* **SOAL LATIHAN**:
1. Dalam tulisan tentang Pancasila dan filosofi habonaron do bona di bawah, apa arti ungkapan "habonaron do bona"?
2. Lanjutkan tulisan tentang Pancasila dan filosofi habonaron do bona di bawah, dimulai setelah kalimat terakhirnya.

Oleh ; Hery Buha Manalu, Dosen Pasca Sarjana STT Paulus Medan, Penggiat Budaya dan Lingkungan
Pancasila, sebagai dasar negara Indonesia, terdiri dari lima prinsip fundamental yang mencerminkan nilai-nilai filosofi “habonaron do bona” dari budaya Batak, yang berarti “kebenaran adalah dasar,” dapat dilihat sebagai salah satu akar budaya yang memberikan kontribusi signifikan terhadap pembentukan Pancasila. Pemikiran ini akan menjelaskan bagaimana filosofi ini berkaitan dan berkontribusi pada prinsip-prinsip Pancasila, menyoroti keselarasan antara nilai-nilai lokal dan ideologi nasional.
Integritas dan Ketuhanan (Sila Pertama)
Sila pertama Pancasila, “Ketuhanan yang Maha Esa,” menekankan keyakinan pada satu Tuhan yang menjadi sumber kebenaran dan moralitas. Habonaron do bona, yang mengajarkan bahwa kebenaran adalah manifestasi dari kehendak ilahi, sejalan dengan prinsip ini. Integritas yang diharapkan dalam filosofi habonaron do bona, konsistensi antara iman dan perbuatan, merupakan refleksi dari penghayatan nilai-nilai ketuhanan dalam kehidupan sehari-hari. Ini menunjukkan bahwa keyakinan terhadap Tuhan dan kebenaran ilahi merupakan elemen penting dalam membentuk karakter dan moralitas individu serta masyarakat.

* **DATA TERSEDIA**:
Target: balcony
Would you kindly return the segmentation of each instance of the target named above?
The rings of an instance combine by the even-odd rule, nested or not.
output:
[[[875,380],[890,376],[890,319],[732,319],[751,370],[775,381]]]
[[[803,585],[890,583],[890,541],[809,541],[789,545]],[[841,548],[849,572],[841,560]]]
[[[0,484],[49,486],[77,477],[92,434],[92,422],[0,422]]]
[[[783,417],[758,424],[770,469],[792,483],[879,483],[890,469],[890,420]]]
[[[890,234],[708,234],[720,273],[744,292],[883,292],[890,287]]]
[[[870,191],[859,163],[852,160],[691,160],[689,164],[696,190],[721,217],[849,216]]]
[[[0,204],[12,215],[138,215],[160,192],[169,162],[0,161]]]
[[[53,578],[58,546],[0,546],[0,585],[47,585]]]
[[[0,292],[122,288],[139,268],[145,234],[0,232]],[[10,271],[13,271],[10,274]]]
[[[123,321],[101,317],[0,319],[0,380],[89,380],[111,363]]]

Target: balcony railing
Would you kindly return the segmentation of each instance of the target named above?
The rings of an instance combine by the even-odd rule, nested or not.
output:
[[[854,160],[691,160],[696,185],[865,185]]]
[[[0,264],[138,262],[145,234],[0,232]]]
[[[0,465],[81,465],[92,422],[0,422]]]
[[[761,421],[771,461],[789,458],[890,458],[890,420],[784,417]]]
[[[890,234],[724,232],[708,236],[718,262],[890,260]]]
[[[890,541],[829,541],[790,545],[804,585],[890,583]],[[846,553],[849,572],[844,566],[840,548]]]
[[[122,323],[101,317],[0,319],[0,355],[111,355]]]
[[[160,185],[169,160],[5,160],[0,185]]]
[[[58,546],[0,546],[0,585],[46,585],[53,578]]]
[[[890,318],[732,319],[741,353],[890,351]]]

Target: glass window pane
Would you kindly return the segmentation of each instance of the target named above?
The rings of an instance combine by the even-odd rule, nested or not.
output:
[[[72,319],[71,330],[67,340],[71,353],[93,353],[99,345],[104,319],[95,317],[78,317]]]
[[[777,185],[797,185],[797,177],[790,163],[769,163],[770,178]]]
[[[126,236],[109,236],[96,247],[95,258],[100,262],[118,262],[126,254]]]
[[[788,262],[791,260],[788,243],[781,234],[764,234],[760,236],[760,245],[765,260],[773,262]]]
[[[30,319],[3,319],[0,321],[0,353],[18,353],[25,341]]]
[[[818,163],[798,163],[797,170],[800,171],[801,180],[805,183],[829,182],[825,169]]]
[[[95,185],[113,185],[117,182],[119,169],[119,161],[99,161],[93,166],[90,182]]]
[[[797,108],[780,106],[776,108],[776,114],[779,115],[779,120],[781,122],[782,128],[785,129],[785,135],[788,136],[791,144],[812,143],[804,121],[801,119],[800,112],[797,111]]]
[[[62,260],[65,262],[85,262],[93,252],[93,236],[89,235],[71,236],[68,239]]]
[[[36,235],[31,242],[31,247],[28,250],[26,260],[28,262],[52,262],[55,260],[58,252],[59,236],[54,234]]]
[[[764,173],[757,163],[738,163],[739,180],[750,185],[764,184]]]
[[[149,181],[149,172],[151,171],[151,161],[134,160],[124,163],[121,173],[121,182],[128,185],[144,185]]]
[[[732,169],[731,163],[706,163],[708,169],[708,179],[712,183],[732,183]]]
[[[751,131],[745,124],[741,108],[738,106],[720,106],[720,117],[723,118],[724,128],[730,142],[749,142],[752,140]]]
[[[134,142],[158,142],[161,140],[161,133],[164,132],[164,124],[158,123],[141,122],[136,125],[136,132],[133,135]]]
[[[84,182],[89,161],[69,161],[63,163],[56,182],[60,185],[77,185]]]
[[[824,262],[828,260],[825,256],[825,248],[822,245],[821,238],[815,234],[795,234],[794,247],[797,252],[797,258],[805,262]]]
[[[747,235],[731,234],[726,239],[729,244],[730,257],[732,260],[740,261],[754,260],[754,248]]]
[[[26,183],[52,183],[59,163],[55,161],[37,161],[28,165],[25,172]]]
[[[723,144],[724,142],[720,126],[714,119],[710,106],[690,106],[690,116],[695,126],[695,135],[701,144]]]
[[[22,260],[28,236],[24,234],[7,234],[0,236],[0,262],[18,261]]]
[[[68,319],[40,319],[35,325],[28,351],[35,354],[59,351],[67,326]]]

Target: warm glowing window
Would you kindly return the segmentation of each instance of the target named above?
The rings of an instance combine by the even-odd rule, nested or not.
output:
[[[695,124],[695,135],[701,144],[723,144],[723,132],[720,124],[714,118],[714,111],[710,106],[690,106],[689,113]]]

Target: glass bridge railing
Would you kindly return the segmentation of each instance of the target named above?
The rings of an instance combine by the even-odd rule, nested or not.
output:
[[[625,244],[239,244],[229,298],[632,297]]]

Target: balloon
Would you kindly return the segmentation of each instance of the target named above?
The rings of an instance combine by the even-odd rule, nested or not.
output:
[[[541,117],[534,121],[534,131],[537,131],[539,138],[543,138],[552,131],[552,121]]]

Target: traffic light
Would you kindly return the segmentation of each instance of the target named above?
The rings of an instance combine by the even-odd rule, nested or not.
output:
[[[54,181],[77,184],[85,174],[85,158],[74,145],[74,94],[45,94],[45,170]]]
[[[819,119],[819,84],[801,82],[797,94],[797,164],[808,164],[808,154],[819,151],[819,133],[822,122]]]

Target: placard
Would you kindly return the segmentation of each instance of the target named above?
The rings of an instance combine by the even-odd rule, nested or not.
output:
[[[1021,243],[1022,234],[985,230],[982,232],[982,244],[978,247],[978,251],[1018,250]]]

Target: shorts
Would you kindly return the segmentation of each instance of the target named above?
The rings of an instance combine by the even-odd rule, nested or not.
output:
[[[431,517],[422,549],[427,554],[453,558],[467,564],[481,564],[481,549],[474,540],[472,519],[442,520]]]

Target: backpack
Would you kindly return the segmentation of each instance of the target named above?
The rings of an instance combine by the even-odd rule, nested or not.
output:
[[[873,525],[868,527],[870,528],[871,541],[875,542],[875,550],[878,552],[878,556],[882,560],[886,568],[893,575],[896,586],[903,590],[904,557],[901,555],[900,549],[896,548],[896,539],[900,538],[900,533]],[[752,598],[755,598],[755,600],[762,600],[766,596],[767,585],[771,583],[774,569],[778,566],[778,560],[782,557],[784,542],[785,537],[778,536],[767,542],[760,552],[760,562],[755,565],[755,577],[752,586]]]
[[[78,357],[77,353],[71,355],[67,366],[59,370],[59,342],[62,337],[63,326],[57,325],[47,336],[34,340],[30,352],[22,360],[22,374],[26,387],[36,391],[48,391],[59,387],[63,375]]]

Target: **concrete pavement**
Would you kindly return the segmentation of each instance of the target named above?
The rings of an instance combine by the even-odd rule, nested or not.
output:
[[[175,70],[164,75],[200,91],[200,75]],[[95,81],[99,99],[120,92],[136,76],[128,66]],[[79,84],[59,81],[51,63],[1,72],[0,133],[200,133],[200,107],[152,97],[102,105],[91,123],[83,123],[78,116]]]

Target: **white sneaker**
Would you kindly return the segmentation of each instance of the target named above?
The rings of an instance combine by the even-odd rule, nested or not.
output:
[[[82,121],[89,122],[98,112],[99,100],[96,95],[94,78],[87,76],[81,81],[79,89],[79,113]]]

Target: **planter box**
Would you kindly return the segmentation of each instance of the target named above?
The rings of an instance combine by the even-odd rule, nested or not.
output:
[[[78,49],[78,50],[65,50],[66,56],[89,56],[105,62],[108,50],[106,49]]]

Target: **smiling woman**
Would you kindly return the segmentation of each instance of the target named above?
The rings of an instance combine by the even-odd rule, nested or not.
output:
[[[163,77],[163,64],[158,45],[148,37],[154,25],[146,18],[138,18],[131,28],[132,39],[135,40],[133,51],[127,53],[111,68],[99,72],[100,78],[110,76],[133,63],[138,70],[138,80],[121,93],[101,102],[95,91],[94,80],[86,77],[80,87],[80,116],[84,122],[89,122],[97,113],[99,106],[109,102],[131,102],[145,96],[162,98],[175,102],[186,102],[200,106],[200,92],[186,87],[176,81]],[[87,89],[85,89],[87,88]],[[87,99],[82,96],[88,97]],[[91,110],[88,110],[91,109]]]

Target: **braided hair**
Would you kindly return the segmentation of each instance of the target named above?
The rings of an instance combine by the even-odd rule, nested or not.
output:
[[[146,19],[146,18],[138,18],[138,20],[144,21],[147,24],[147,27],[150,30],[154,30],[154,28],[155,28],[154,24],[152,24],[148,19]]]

* **JAWABAN SOAL**:
1. Kebenaran adalah dasar.

2.
Kebenaran dan Keadilan (Sila Kedua), filosofi ini menekankan pentingnya kebenaran sebagai fondasi utama kehidupan yang bermartabat. Prinsip ini sejalan dengan sila kedua Pancasila, “Kemanusiaan yang adil dan beradab.” Dalam konteks habonaron do bona, kebenaran tidak hanya dilihat sebagai konsep moral tetapi juga sebagai panduan dalam bertindak adil dan beradab. Ajaran ini mencerminkan nilai-nilai yang dijunjung tinggi oleh Pancasila, di mana keadilan dan kemanusiaan menjadi landasan utama dalam hubungan sosial.
Kemandirian dan Kebersamaan (Sila Ketiga). Sila ketiga Pancasila, “Persatuan Indonesia,” menekankan pentingnya persatuan dan kesatuan bangsa. Filosofi tradisioanal ini, dengan penekanan pada kebenaran dan keadilan, mendukung persatuan melalui integritas dan kejujuran dalam hubungan sosial. Prinsip ini mengajarkan bahwa hubungan yang sehat dan harmonis dalam masyarakat harus didasarkan pada kebenaran dan keadilan, yang pada akhirnya memperkuat persatuan dan kesatuan bangsa. Kebersamaan dan gotong royong yang diilhami oleh filosofi tradisi ini menjadi fondasi kuat bagi persatuan nasional.
Sila keempat Pancasila, “Keadilan sosial bagi seluruh rakyat Indonesia”, sejalan dengan filosofi Batak tersebut yang berarti “kebahagiaan sejati adalah kebahagiaan bersama”. Keadilan ini tidak hanya dilihat secara individual, tetapi juga secara kolektif, seperti semangat membangun bersama dalam pepatah Batak “Marsipature Hutana Be”.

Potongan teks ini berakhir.